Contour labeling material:

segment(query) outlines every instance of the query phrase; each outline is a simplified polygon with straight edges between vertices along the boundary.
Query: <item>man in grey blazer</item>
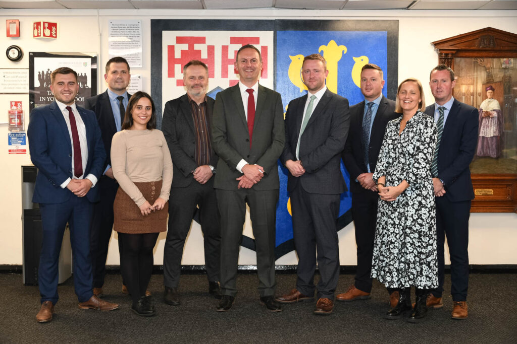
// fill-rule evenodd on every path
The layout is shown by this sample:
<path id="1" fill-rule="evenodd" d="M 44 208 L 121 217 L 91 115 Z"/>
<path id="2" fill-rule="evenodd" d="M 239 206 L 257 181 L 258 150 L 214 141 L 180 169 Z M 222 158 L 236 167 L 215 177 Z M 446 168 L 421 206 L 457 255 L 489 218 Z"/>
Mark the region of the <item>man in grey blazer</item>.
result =
<path id="1" fill-rule="evenodd" d="M 221 287 L 217 306 L 227 312 L 237 294 L 239 248 L 250 207 L 256 247 L 260 299 L 271 312 L 281 310 L 275 300 L 275 246 L 277 160 L 285 142 L 279 93 L 259 85 L 260 52 L 242 46 L 235 63 L 240 81 L 217 94 L 212 121 L 212 143 L 219 157 L 214 187 L 221 214 Z"/>
<path id="2" fill-rule="evenodd" d="M 218 158 L 210 142 L 214 100 L 206 95 L 206 64 L 197 60 L 185 64 L 183 84 L 187 94 L 165 103 L 162 122 L 174 170 L 169 199 L 169 231 L 163 251 L 163 301 L 174 306 L 180 303 L 177 288 L 181 256 L 196 211 L 204 239 L 208 292 L 221 298 L 221 233 L 212 177 Z"/>
<path id="3" fill-rule="evenodd" d="M 372 178 L 388 122 L 400 116 L 395 102 L 383 95 L 383 71 L 368 63 L 361 71 L 361 92 L 364 100 L 350 107 L 350 133 L 343 151 L 343 161 L 350 174 L 352 218 L 357 245 L 357 270 L 354 284 L 336 300 L 353 301 L 370 298 L 372 257 L 379 199 Z M 390 292 L 390 305 L 397 305 L 399 292 Z"/>
<path id="4" fill-rule="evenodd" d="M 277 298 L 284 303 L 312 299 L 317 288 L 314 313 L 320 315 L 332 313 L 339 277 L 336 222 L 339 196 L 346 190 L 340 164 L 350 125 L 348 100 L 325 85 L 326 63 L 319 54 L 305 57 L 301 73 L 308 93 L 291 101 L 285 114 L 281 159 L 289 170 L 287 190 L 299 261 L 296 288 Z M 321 276 L 317 287 L 316 261 Z"/>

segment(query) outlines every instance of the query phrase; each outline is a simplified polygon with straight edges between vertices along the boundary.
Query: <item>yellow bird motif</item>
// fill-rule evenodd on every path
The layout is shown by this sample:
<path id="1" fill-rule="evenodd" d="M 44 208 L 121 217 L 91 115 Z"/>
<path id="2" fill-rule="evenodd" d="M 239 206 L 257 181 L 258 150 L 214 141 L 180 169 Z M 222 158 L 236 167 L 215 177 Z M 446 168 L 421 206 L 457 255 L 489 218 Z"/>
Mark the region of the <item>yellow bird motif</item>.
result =
<path id="1" fill-rule="evenodd" d="M 289 69 L 287 70 L 289 79 L 291 80 L 293 85 L 299 88 L 300 92 L 307 90 L 307 87 L 303 84 L 303 80 L 301 78 L 301 67 L 303 64 L 303 55 L 299 54 L 294 56 L 290 56 L 289 58 L 291 59 L 291 63 L 289 65 Z"/>
<path id="2" fill-rule="evenodd" d="M 370 61 L 368 56 L 363 55 L 360 57 L 352 57 L 354 60 L 356 61 L 354 67 L 352 68 L 352 80 L 354 83 L 359 88 L 361 87 L 361 69 L 362 67 Z"/>

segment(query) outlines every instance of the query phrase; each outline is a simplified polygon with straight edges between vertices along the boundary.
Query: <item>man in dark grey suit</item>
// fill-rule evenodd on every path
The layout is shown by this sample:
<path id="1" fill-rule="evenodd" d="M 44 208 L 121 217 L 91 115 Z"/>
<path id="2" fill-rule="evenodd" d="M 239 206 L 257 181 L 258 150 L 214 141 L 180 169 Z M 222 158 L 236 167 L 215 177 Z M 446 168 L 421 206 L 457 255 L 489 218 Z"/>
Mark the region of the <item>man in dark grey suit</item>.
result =
<path id="1" fill-rule="evenodd" d="M 180 302 L 177 288 L 183 247 L 197 207 L 204 237 L 208 292 L 221 298 L 221 234 L 212 177 L 218 158 L 210 142 L 214 100 L 206 96 L 208 68 L 201 61 L 190 61 L 183 67 L 183 84 L 187 94 L 165 103 L 162 122 L 174 170 L 163 251 L 163 301 L 174 306 Z"/>
<path id="2" fill-rule="evenodd" d="M 364 100 L 350 108 L 350 133 L 343 152 L 343 161 L 350 174 L 352 218 L 357 245 L 355 281 L 344 293 L 336 296 L 340 301 L 369 299 L 372 290 L 372 256 L 377 219 L 378 192 L 372 178 L 382 145 L 386 125 L 400 116 L 395 102 L 383 95 L 383 71 L 376 64 L 365 64 L 361 71 L 361 92 Z M 394 307 L 398 292 L 390 293 Z"/>
<path id="3" fill-rule="evenodd" d="M 118 189 L 118 183 L 111 171 L 111 139 L 120 130 L 126 108 L 131 94 L 127 92 L 131 75 L 129 64 L 123 57 L 113 57 L 106 63 L 104 79 L 108 89 L 84 102 L 84 108 L 95 112 L 100 127 L 102 142 L 106 149 L 106 162 L 99 181 L 100 201 L 94 206 L 90 233 L 90 251 L 94 276 L 94 294 L 102 294 L 106 258 L 110 238 L 113 228 L 113 203 Z M 120 241 L 119 241 L 119 251 Z M 123 292 L 124 288 L 123 287 Z"/>
<path id="4" fill-rule="evenodd" d="M 443 307 L 442 294 L 445 279 L 444 244 L 445 236 L 450 253 L 452 319 L 468 315 L 468 219 L 474 192 L 469 165 L 478 139 L 477 109 L 452 96 L 456 84 L 454 72 L 440 64 L 431 72 L 429 86 L 435 103 L 425 108 L 434 118 L 438 142 L 431 164 L 436 203 L 436 244 L 438 287 L 427 298 L 428 308 Z"/>
<path id="5" fill-rule="evenodd" d="M 336 221 L 339 195 L 346 190 L 341 152 L 350 125 L 348 101 L 325 85 L 326 62 L 318 54 L 306 56 L 301 73 L 307 94 L 289 103 L 285 114 L 285 146 L 281 159 L 289 170 L 293 231 L 299 261 L 296 288 L 277 301 L 291 303 L 314 298 L 316 251 L 321 277 L 316 314 L 333 308 L 339 277 Z"/>
<path id="6" fill-rule="evenodd" d="M 256 247 L 261 301 L 271 312 L 275 301 L 275 245 L 280 184 L 277 160 L 285 142 L 279 93 L 258 84 L 260 52 L 251 45 L 237 52 L 239 83 L 217 94 L 214 108 L 212 143 L 219 157 L 214 187 L 221 214 L 221 287 L 217 307 L 227 312 L 237 293 L 239 247 L 250 207 Z"/>

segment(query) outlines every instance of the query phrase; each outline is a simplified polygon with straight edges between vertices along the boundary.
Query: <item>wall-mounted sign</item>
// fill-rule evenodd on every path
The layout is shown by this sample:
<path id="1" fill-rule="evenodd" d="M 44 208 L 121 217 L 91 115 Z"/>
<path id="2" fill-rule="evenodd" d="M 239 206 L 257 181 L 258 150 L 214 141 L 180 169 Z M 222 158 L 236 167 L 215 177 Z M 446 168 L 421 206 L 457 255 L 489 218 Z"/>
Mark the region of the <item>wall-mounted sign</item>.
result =
<path id="1" fill-rule="evenodd" d="M 34 22 L 34 38 L 57 38 L 57 23 Z"/>

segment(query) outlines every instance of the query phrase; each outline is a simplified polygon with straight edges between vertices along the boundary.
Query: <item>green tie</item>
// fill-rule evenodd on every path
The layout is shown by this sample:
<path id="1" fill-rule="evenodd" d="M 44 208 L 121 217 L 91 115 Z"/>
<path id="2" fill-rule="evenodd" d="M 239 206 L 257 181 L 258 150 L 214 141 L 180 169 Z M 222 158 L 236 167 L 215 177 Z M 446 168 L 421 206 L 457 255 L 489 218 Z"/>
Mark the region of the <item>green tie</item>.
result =
<path id="1" fill-rule="evenodd" d="M 298 157 L 298 152 L 300 151 L 300 141 L 301 139 L 301 135 L 303 134 L 303 132 L 305 130 L 305 127 L 307 126 L 307 123 L 309 122 L 309 120 L 311 118 L 311 114 L 312 113 L 312 106 L 314 104 L 314 100 L 316 99 L 316 96 L 313 94 L 311 96 L 311 100 L 309 102 L 309 105 L 307 105 L 307 110 L 305 111 L 305 116 L 303 117 L 303 121 L 301 122 L 301 128 L 300 128 L 300 136 L 298 137 L 298 144 L 296 145 L 296 158 L 299 159 Z"/>

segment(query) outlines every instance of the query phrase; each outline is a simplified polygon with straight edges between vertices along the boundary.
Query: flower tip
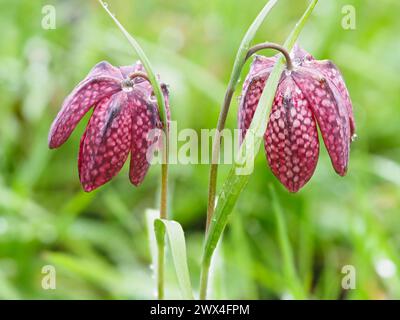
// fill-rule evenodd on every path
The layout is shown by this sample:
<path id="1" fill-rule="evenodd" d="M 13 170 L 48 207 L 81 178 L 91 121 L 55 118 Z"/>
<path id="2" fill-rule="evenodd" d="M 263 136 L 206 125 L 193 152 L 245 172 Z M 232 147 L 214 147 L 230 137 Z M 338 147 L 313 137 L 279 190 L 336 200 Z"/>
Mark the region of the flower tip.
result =
<path id="1" fill-rule="evenodd" d="M 89 192 L 93 191 L 96 188 L 92 184 L 82 183 L 82 189 L 83 189 L 83 191 L 89 193 Z"/>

> WHAT IS ASKED:
Copy the material above word for word, from its first line through the line that contains "372 178 L 388", including that line. Leave the pictures out of your copy.

> REPLY:
segment(query) outlines every instance of the query phrase; each outline is a simplified polygon with straight edges between vertices along the boundary.
Query: <item>man in grey blazer</item>
// fill-rule evenodd on every path
The layout is shown by this sample:
<path id="1" fill-rule="evenodd" d="M 44 208 L 121 217 L 91 115 Z"/>
<path id="2" fill-rule="evenodd" d="M 239 206 L 257 181 L 258 150 L 214 141 L 180 169 Z M 222 158 L 236 167 L 215 177 Z M 446 168 L 421 206 L 457 255 L 489 218 Z"/>
Mark the region of the <item>man in grey blazer</item>.
result =
<path id="1" fill-rule="evenodd" d="M 221 287 L 217 306 L 227 312 L 237 294 L 239 248 L 250 207 L 256 247 L 260 299 L 271 312 L 281 310 L 275 300 L 275 246 L 277 160 L 285 142 L 279 93 L 259 85 L 260 52 L 242 46 L 235 63 L 240 81 L 217 94 L 212 121 L 212 143 L 219 157 L 214 187 L 221 214 Z"/>
<path id="2" fill-rule="evenodd" d="M 218 158 L 210 142 L 214 100 L 206 95 L 206 64 L 197 60 L 185 64 L 183 84 L 187 94 L 165 103 L 162 122 L 174 170 L 169 199 L 169 231 L 163 251 L 163 301 L 174 306 L 180 303 L 177 288 L 181 256 L 196 211 L 204 239 L 208 292 L 221 298 L 221 233 L 212 177 Z"/>
<path id="3" fill-rule="evenodd" d="M 372 178 L 388 122 L 400 116 L 395 102 L 383 95 L 383 71 L 368 63 L 361 71 L 361 92 L 364 100 L 350 107 L 350 133 L 343 151 L 343 161 L 350 174 L 352 218 L 357 245 L 357 270 L 354 284 L 336 300 L 353 301 L 370 298 L 372 257 L 379 199 Z M 390 292 L 390 305 L 397 305 L 399 292 Z"/>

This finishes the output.